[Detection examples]
◇ ◇ ◇ ◇ ◇

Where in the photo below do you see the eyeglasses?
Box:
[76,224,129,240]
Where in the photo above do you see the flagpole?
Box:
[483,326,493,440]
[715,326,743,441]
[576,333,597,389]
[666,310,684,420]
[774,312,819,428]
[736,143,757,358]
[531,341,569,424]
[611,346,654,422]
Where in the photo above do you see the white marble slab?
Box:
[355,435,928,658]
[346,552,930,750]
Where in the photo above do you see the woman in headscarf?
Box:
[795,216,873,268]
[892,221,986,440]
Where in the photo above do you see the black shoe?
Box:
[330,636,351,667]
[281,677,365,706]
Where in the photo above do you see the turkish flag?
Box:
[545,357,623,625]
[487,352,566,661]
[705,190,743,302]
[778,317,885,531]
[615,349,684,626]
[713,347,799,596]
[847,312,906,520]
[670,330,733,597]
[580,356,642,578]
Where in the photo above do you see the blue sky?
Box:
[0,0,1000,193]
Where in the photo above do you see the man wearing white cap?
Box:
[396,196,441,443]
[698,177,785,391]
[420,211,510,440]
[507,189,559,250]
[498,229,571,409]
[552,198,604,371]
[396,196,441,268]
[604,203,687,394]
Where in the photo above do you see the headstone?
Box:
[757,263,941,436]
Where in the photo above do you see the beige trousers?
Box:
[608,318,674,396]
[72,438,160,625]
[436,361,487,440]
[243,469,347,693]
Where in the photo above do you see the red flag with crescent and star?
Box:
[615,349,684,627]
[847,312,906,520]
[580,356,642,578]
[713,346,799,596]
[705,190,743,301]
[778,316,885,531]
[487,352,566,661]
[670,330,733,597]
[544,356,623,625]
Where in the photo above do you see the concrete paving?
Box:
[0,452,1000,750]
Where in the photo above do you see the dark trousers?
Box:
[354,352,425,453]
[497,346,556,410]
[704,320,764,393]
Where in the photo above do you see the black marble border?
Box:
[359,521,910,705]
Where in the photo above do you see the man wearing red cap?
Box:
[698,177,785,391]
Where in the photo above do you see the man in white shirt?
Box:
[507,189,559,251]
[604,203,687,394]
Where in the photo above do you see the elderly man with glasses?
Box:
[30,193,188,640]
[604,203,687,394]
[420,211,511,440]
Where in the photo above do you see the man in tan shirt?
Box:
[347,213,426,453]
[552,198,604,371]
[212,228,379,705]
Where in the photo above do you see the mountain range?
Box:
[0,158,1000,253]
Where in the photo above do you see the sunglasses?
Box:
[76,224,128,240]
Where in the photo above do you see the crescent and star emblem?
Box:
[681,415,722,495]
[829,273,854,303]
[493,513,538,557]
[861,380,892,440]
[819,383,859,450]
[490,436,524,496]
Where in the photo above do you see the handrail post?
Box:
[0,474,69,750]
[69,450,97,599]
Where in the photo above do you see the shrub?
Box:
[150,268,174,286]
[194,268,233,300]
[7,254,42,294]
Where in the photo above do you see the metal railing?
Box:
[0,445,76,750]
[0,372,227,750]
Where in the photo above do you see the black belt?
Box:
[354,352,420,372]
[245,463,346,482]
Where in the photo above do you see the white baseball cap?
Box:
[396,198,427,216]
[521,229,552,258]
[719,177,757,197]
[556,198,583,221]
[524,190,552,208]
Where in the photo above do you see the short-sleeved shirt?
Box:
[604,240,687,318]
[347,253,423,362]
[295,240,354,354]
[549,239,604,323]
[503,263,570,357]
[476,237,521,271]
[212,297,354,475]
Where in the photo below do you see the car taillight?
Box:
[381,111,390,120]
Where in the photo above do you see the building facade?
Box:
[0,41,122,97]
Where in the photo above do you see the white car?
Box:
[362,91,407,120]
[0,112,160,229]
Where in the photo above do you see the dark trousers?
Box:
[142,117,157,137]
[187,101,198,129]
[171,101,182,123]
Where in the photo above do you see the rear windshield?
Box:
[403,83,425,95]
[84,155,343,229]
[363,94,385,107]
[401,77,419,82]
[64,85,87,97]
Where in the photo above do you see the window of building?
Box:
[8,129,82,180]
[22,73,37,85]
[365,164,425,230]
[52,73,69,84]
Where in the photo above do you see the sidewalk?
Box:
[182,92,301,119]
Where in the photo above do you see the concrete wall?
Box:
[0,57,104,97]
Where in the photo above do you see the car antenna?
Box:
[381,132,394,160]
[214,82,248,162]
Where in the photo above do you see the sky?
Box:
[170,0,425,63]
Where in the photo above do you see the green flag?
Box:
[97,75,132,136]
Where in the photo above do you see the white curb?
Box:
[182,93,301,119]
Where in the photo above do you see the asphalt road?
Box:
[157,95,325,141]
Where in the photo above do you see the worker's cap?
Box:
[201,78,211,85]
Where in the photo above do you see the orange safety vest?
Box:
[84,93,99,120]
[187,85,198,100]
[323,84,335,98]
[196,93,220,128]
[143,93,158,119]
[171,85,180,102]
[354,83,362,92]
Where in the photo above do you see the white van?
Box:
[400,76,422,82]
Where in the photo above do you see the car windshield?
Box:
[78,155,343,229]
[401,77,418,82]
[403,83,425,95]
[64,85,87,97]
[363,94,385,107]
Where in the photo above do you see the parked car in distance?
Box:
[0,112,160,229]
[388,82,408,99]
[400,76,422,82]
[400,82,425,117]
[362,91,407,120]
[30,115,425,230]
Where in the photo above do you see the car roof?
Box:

◇ ◇ ◇ ◇ ◇

■ JOB ■
Please rewrite the material from the line with "wearing red cap?" up to and including the line with "[7,254,42,294]", keeping every line in that span. Multiply each coordinate by 0.6 and round to a whole number, with halves rounded up.

■ TASK RESULT ■
Where in the photo above do you see the man wearing red cap?
Box:
[419,106,471,235]
Where in the photo above do you see the man in white shirt?
Box:
[304,113,335,151]
[362,122,412,236]
Where in the photo above do you see the elderly man with glasses?
Box:
[18,116,113,384]
[362,122,412,236]
[252,127,307,264]
Where in the photo above do you see the man in tan shirt?
Box:
[208,128,256,272]
[331,119,362,223]
[127,137,227,423]
Where in the photo above do you see the mountain range?
Box:
[0,95,600,152]
Where in the photo above do you see the sunglasses?
Box:
[46,134,77,144]
Where in the photo above do you see the crescent and star emblem?
Box:
[409,249,433,297]
[497,164,512,182]
[296,308,323,334]
[517,228,535,264]
[491,230,515,270]
[294,262,314,298]
Where in the photo above do you see the handrail post?
Box:
[0,284,41,450]
[41,270,58,359]
Where in the photo above do you see the shrub?
Box:
[90,161,104,172]
[116,161,140,180]
[4,152,25,176]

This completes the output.